** start Page **
As a faggot sparkles on the hearth,
Not less if unattended and alone,
Than when both young and old sit gathered round,
And take delight in its activity;
Even so this happy creature of herself
Is all-sufficient; Solitude to her
Is blithe society, who fills the air
With gladness and involuntary songs.
{2} See Colin Clouts Come Home Again, vv. 180-184,
quoted below.
{3} This is the 'Lodovick' mentioned in Sonnet 33,
quoted below. It was from him a little later, in
1588, that Spenser obtained by 'purchase' the
succession to the office of the Clerk of the
Government Council of Munster. See Dr. Grosart's
vol. i. p. 151.
{4} Dr. Birch refers in his note to The Ancient and
Present State of the County and City of Cork, by
Charles Smith, vol. i. book i. c. i. p. 58-63.
Edit. Dublin 1750, 8vo. And Fiennes Moryson's
Itinerary, part ii. p. 4.
{5} Todd proposes to regard this date as a printer's
error for 1595, quite unnecessarily.
{6} Mr. Edward Edwards, 1868, I. c. vi.; see also
Colin Clouts Come Home Again, vv. 312-319.
{7} 'My lord of Essex hath chased Mr. Raleigh from the
court and confined him in Ireland.'—Letter, dated
August 17, 1589, from Captain Francis Allen to
Antony Bacon, Esq.—Quoted by Todd from Dr. Birch's
Memoirs of Queen Elizabeth.—See Mr. Edwards's
Life of Raleigh, I. c. viii.
{8} See Raleigh's lines entitled 'A Vision upon this
Conceipt of the Faery Queene,' prefixed to the
Faerie Queene.
CHAPTER III.
1590.
Thus after an absence of about nine years, Spenser returned for a time to England; he returned 'bringing his sheaves with him.' Whatever shadow of misunderstanding had previously come between his introducer—or perhaps re-introducer—and her Majesty seems to have been speedily dissipated. Raleigh presented him to the Queen, who, it would appear, quickly recognised his merits. 'That goddess'
To mine oaten pipe enclin'd her eare
That she thenceforth therein gan take delight,
And it desir'd at timely houres to heare
Al were my notes but rude and roughly dight.
In the Registers of the Stationers' Company for 1589 occurs to following entry, quoted here from Mr. Arber's invaluable edition of them:—
Primo Die Decembris.—Master Ponsonbye. Entered for his Copye a book intituled the fayre Queene, dyposed into xii bookes &c. Aucthorysed vnder thandes of the Archb. of Canterbery & bothe the Wardens, vjd.
** end Page **
** start Records for this task **
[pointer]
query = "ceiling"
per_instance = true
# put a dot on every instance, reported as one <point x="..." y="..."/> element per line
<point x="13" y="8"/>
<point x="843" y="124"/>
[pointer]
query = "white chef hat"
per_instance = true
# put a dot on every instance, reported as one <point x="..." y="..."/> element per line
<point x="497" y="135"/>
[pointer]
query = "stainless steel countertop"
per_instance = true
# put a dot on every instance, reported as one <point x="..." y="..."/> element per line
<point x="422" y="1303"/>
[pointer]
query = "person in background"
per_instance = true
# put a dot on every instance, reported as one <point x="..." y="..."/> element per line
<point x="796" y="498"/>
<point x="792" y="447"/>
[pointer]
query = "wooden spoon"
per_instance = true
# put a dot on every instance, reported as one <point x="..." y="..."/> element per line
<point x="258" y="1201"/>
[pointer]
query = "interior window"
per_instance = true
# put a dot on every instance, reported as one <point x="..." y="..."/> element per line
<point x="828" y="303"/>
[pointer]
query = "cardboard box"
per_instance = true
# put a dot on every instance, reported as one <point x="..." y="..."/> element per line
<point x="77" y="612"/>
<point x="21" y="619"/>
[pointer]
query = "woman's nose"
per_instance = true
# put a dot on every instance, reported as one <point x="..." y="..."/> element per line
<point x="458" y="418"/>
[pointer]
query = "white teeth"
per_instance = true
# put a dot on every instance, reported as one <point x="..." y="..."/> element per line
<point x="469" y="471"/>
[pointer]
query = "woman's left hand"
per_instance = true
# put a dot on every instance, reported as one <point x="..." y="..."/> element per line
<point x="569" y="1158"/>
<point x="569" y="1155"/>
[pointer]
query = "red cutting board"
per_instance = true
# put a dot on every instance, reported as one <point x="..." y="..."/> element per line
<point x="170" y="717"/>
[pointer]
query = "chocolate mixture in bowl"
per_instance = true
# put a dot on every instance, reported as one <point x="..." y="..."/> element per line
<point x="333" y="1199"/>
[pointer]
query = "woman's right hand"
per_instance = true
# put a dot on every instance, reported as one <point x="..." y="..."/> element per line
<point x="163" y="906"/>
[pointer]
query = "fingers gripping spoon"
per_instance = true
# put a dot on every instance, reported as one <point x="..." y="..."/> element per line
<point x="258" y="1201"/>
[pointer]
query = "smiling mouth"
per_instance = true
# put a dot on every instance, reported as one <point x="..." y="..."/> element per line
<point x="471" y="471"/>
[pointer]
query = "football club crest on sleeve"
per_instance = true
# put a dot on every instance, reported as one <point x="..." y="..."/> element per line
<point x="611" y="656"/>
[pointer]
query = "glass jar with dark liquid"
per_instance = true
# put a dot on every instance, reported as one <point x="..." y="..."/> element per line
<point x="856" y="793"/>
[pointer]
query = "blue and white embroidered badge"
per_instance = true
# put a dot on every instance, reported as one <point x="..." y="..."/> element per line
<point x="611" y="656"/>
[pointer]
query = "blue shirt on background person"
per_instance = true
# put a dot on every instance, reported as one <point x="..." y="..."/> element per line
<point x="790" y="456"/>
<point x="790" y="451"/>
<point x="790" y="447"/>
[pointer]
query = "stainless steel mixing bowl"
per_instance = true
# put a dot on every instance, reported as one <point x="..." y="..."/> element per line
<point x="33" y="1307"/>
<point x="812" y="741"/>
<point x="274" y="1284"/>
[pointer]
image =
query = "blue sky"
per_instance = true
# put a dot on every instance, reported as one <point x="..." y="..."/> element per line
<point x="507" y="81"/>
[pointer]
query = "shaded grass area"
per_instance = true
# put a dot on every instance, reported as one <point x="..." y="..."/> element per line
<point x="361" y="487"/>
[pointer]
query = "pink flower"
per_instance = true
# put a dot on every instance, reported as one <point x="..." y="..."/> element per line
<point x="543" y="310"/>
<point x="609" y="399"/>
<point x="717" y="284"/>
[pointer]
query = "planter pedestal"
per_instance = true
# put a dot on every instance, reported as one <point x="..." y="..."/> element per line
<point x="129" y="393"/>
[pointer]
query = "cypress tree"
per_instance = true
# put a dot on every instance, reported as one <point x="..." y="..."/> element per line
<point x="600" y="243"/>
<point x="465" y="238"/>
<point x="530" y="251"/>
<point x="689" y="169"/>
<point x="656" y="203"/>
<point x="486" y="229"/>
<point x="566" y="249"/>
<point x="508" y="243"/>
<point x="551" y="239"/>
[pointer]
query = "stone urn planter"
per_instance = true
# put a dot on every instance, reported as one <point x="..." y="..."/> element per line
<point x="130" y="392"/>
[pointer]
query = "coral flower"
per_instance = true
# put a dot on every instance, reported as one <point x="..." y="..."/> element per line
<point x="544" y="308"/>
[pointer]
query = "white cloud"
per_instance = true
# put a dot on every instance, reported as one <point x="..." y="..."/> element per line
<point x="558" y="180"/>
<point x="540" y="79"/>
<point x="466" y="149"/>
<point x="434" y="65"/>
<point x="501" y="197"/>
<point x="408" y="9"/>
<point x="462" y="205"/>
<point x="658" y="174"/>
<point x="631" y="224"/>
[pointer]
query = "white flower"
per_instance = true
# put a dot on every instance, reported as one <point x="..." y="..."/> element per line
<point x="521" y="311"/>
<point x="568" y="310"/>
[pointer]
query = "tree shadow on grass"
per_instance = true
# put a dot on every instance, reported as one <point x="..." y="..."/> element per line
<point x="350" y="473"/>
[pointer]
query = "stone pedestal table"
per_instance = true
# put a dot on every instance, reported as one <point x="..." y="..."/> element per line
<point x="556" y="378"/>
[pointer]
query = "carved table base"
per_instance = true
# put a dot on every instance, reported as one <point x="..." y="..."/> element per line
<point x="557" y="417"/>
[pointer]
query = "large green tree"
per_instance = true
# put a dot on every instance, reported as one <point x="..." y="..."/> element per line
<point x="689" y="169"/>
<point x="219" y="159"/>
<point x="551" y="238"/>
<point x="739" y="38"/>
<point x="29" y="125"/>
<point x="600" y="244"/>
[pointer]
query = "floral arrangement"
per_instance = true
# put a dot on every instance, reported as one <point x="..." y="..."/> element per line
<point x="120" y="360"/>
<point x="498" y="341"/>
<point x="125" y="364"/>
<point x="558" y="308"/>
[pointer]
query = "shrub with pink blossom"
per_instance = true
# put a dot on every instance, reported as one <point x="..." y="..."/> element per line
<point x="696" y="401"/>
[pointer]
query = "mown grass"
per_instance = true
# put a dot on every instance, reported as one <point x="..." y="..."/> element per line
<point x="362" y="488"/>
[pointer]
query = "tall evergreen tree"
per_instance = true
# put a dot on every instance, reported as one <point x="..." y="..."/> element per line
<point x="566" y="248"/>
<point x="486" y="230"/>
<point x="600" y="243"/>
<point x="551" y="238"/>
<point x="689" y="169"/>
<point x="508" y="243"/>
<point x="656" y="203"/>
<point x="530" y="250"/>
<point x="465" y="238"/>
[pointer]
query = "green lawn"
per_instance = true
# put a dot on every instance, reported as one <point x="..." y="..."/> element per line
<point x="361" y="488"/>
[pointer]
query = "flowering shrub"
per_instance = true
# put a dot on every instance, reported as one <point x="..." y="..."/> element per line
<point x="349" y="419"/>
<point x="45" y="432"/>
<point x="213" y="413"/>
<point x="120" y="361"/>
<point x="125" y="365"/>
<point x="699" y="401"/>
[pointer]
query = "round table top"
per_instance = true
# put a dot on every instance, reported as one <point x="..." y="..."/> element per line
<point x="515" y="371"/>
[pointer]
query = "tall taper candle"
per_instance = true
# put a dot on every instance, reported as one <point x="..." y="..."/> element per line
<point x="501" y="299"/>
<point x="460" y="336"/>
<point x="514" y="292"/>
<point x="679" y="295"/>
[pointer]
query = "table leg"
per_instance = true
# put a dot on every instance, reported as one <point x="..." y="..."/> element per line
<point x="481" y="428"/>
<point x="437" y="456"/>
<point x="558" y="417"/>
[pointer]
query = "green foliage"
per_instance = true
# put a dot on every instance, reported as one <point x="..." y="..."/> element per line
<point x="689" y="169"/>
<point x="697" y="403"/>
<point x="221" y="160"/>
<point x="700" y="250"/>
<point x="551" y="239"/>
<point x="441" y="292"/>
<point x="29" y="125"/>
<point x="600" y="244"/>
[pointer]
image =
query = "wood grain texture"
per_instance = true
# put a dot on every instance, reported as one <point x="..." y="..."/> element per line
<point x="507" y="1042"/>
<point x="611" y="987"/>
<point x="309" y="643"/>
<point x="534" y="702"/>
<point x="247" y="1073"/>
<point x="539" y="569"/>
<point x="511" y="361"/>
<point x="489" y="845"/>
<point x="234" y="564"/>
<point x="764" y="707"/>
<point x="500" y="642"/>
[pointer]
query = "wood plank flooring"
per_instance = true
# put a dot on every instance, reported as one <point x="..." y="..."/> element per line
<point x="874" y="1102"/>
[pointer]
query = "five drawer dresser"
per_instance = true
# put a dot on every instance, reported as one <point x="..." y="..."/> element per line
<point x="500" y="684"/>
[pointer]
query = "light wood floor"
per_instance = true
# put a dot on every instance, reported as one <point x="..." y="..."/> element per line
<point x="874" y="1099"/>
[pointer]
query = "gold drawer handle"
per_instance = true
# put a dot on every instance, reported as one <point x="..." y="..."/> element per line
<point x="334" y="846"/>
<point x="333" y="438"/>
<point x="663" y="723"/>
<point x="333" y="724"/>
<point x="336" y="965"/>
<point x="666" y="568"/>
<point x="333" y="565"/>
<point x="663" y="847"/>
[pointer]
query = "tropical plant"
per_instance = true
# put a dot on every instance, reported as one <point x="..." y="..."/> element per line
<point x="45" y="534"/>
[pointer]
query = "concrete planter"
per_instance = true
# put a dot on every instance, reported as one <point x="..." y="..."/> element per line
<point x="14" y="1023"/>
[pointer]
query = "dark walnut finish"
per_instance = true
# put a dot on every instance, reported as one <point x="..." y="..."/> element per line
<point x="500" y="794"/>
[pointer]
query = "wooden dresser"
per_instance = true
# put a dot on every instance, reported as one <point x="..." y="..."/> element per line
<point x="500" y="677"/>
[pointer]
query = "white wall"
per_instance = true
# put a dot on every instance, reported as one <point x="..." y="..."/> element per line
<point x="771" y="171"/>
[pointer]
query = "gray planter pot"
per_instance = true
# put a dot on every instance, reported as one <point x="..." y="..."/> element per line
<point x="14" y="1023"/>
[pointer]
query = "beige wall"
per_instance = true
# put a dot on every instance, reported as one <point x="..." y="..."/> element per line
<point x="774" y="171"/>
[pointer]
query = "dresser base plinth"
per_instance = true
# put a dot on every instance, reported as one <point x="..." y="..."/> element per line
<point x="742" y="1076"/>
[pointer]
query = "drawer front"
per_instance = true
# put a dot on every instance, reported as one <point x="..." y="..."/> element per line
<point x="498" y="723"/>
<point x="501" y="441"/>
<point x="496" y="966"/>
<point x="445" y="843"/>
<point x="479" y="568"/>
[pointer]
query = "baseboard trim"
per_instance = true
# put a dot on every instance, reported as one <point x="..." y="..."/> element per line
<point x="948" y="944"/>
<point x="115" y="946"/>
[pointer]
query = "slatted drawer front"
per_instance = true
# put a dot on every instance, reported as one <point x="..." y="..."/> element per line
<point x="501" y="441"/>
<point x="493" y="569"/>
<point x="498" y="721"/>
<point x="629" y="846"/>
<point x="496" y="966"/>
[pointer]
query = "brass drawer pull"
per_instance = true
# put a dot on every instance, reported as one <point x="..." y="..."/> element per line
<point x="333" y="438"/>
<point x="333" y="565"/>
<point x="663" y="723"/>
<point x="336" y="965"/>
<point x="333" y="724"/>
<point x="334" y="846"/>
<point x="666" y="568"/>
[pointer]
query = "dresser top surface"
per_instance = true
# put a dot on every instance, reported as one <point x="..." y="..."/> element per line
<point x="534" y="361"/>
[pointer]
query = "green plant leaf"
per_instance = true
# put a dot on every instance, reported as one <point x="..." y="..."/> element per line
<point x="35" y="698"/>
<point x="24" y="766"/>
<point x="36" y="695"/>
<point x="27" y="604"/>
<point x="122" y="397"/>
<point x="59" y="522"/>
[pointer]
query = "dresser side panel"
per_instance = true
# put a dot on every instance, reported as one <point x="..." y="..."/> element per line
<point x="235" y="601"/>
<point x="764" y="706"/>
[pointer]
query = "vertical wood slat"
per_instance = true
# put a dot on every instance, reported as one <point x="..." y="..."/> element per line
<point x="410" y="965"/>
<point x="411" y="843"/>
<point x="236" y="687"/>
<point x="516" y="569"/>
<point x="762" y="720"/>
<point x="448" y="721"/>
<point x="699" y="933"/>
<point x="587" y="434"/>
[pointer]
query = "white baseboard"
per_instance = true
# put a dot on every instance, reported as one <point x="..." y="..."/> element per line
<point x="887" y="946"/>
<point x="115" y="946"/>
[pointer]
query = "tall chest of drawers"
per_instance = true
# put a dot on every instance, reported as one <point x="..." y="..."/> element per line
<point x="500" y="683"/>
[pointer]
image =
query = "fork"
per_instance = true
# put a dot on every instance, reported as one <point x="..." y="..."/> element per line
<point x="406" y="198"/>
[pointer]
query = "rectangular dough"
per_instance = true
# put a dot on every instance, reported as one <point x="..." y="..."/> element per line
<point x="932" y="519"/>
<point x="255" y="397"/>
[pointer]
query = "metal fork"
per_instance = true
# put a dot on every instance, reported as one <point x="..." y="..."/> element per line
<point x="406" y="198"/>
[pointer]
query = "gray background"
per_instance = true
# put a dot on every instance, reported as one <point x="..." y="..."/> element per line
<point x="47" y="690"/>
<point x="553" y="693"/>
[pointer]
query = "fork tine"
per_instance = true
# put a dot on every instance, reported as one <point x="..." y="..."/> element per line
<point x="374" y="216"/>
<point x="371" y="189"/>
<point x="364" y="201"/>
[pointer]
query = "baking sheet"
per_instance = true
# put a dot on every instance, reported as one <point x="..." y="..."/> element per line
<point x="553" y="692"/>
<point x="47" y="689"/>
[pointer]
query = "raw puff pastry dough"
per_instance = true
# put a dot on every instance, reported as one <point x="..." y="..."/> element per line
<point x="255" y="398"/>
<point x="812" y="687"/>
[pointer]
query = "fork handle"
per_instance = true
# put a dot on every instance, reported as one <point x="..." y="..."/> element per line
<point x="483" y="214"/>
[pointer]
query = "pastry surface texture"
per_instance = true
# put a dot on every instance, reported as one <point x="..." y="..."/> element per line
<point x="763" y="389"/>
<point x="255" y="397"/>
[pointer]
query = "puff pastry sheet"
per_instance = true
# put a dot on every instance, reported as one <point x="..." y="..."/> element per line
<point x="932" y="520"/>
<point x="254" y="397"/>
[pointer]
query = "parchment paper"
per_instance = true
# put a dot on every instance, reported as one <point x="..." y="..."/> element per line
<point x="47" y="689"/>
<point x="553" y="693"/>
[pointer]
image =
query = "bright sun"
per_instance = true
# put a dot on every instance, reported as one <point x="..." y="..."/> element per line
** end Records for this task **
- **Exercise requirements**
(1) From the Spenser text, quote the stretch from "CHAPTER III." through "and roughly dight.".
(2) Pick out every line in the records that contains the string "front".

- **Full answers**
(1)
CHAPTER III.
1590.
Thus after an absence of about nine years, Spenser returned for a time to England; he returned 'bringing his sheaves with him.' Whatever shadow of misunderstanding had previously come between his introducer—or perhaps re-introducer—and her Majesty seems to have been speedily dissipated. Raleigh presented him to the Queen, who, it would appear, quickly recognised his merits. 'That goddess'
To mine oaten pipe enclin'd her eare
That she thenceforth therein gan take delight,
And it desir'd at timely houres to heare
Al were my notes but rude and roughly dight.

(2)
query = "drawer front"
query = "slatted drawer front"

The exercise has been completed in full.